→ **Exercise**
In the passage about Connelly's reading, copy out everything from "Time passed and" down to "the legal genre.", changing "legal genre" to "courtroom genre".

[Selected passage Boundary: Start]

Connelly cites the work of Raymond Chandler as a model for his crime writing, but Harper Lee comes into play with this novel. “One of the most influential books I’ve ever read was ‘To Kill a Mockingbird.’ Some people say it’s a literary masterpiece, and it is, and in another sense it’s about a trial,” he said.
It is also one of the first books he ever read purely for pleasure. When he was 12 years old, Connelly’s family moved from Philadelphia to Florida. “Fort Lauderdale is pretty darned hot in the summer. My mom had this job where she was a bank teller, and she would drop me and my two brothers off at this big city park on her way to work and pick us up on the way back. We had to find things to do, but it was really hot and on the corner of this huge city park was a library and it was air-conditioned, so we would go there to cool off. Someone whose name I’ll never know, and I wish I did, a librarian came us to say, ‘You can’t just sit in here and cool off, I want to see you reading books.’
“The librarian gave me ‘To Kill a Mockingbird,’ and it was the first time I started reading for myself,” he said. It was a resonant lesson. “If I was assigned it through school, I found it very hard to read. If it was something I found in a bookstore or in a library, I was all over it.”
Time passed and Connelly worked his way through Chandler’s works, developing a particular fascination with the hard-boiled-detective form. With “The Lincoln Lawyer,” he has distilled much of his understanding and applied lessons learned to the legal genre.

[Selected passage Boundary: End]
[Extracted records Boundary: Start]

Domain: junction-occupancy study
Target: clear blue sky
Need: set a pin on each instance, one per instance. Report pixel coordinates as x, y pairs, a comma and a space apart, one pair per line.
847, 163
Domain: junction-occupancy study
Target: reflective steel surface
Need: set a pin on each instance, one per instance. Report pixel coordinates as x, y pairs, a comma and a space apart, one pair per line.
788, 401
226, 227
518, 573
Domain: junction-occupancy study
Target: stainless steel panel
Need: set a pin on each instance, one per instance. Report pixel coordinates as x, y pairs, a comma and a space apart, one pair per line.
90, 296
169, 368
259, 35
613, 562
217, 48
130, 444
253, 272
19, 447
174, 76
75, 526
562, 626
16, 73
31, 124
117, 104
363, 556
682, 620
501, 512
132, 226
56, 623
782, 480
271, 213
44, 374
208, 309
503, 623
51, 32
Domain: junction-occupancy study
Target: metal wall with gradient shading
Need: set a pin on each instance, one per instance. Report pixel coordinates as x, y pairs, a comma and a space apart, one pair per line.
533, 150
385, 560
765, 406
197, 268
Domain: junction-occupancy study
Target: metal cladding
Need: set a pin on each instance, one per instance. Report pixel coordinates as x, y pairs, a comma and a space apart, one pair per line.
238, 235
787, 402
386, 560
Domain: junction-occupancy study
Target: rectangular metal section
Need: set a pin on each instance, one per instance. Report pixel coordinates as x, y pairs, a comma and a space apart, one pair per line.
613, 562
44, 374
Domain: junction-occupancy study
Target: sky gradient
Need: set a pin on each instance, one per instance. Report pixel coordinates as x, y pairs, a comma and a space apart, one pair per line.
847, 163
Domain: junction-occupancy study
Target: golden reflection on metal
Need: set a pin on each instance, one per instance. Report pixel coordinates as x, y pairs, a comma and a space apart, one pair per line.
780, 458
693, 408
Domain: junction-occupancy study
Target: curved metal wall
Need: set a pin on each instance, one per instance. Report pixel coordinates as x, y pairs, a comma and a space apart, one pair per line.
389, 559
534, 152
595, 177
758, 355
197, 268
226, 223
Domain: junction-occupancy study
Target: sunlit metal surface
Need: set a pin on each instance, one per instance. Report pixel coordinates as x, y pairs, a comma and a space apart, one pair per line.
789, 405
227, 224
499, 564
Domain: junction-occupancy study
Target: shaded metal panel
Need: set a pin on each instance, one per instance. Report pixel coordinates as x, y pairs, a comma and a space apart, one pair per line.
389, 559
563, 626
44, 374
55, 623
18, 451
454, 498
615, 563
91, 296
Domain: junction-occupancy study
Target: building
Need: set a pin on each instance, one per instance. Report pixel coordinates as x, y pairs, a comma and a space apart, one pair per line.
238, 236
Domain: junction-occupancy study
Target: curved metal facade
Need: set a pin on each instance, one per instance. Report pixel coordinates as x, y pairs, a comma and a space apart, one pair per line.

[Extracted records Boundary: End]

→ **Completed exercise**
Time passed and Connelly worked his way through Chandler’s works, developing a particular fascination with the hard-boiled-detective form. With “The Lincoln Lawyer,” he has distilled much of his understanding and applied lessons learned to the courtroom genre.